- **Problem set**:
1 – Transcribe the passage of the newsletter excerpt below from "TSCA TIME: The" to "and Republican cosponsors.".
2 – Using the newsletter excerpt below, answer these:
(a) On whose behalf did Tribe submit comments to EPA in December?
(b) Who is the bipartisan Toxic Substances Control Act bill named after?
(c) In what year was the TSCA law that the Vitter-Udall bill would update enacted?

- **Text provided**:
■ ■ ■
By DARIUS DIXON, with help from Alex Guillén

FORMER GREEN HERO LAYS OUT LEGAL ATTACK ON EPA RULE: Opponents of the President Barack Obama’s climate change plan brought out the heavy artillery yesterday, turning to a former hero of the green movement to lay out a legal plan to bring down EPA’s upcoming rules to cut carbon dioxide emissions from power plants. Legal lion Laurence Tribe, a Harvard Law professor who taught constitutional law to President Barack Obama, entered the fight against EPA’s Clean Power Plan, accusing his former student of “burning the Constitution” in the effort to combat climate change.
Since submitting scathing comments on the pending Clean Power Plan rule to EPA in December on behalf of Peabody Energy — the world’s largest private sector coal company — Tribe, who represented Al Gore in Bush v. Gore, has become the darling of anti-EPA Republicans. “You know, I’ve cared about the environment ever since I was a kid. And you know, I taught the first environmental course in this country, and I’ve won major victories for environmental causes. But I’m committed to doing it within the law,” Tribe said.

People just don’t make insults like this anymore: “Laurence Tribe must not have been sworn in over a Bible today before testifying before Congress, because if he had been, that Bible would have burst into flames after his phony testimony about EPA’s legal authority to set standards for unlimited carbon pollution from power plants,” said David DiMartino, adviser to the Climate Action Campaign. Erica Martinson was there, and Pros can read her story here: http://politico.pro/1MJ3y13

TSCA TIME: The Senate Environment and Public Works Committee is set to hold a hearing this morning on bipartisan Toxic Substances Control Act legislation being led by Sens. David Vitter and Tom Udall. Their bill, which is named after the late Sen. Frank Lautenberg, will be defended today by the widow of the former New Jersey senator, Bonnie Lautenberg. She and Udall are making opening statements at today’s hearing but neither will take questions. Jim Jones, the EPA’s assistant administrator for chemical safety and pollution, will then testify, and then another panel is expected to include officials from the Environmental Defense Fund and George Washington University as well as Maryland attorney general Brian Frosh. The Vitter-Udall bill would update the 1976 TSCA law and has drawn a nearly even split of more than a dozen Democratic and Republican cosponsors.
■ ■ ■
Source records:
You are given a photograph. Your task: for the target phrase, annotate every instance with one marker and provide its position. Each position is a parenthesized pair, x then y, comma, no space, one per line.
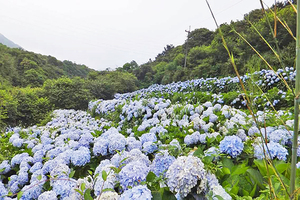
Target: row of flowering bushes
(150,147)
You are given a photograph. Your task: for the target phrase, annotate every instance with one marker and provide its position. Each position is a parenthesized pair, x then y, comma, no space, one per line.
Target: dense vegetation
(35,84)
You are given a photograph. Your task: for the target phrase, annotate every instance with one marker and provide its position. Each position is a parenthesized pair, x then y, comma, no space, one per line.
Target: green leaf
(256,177)
(156,195)
(20,195)
(39,177)
(108,189)
(150,177)
(87,195)
(79,192)
(218,197)
(252,193)
(72,173)
(225,170)
(104,175)
(82,187)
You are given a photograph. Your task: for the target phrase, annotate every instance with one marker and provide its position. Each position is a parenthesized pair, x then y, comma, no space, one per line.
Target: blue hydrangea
(132,143)
(100,147)
(17,159)
(149,147)
(117,142)
(133,155)
(161,162)
(184,174)
(4,167)
(275,150)
(32,191)
(39,156)
(133,173)
(280,136)
(48,195)
(231,145)
(192,139)
(38,176)
(148,137)
(3,190)
(23,178)
(18,142)
(81,156)
(137,193)
(63,187)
■ ■ ■
- **Task results**:
1 –
TSCA TIME: The Senate Environment and Public Works Committee is set to hold a hearing this morning on bipartisan Toxic Substances Control Act legislation being led by Sens. David Vitter and Tom Udall. Their bill, which is named after the late Sen. Frank Lautenberg, will be defended today by the widow of the former New Jersey senator, Bonnie Lautenberg. She and Udall are making opening statements at today’s hearing but neither will take questions. Jim Jones, the EPA’s assistant administrator for chemical safety and pollution, will then testify, and then another panel is expected to include officials from the Environmental Defense Fund and George Washington University as well as Maryland attorney general Brian Frosh. The Vitter-Udall bill would update the 1976 TSCA law and has drawn a nearly even split of more than a dozen Democratic and Republican cosponsors.

2 –
(a) Peabody Energy
(b) The late Sen. Frank Lautenberg
(c) 1976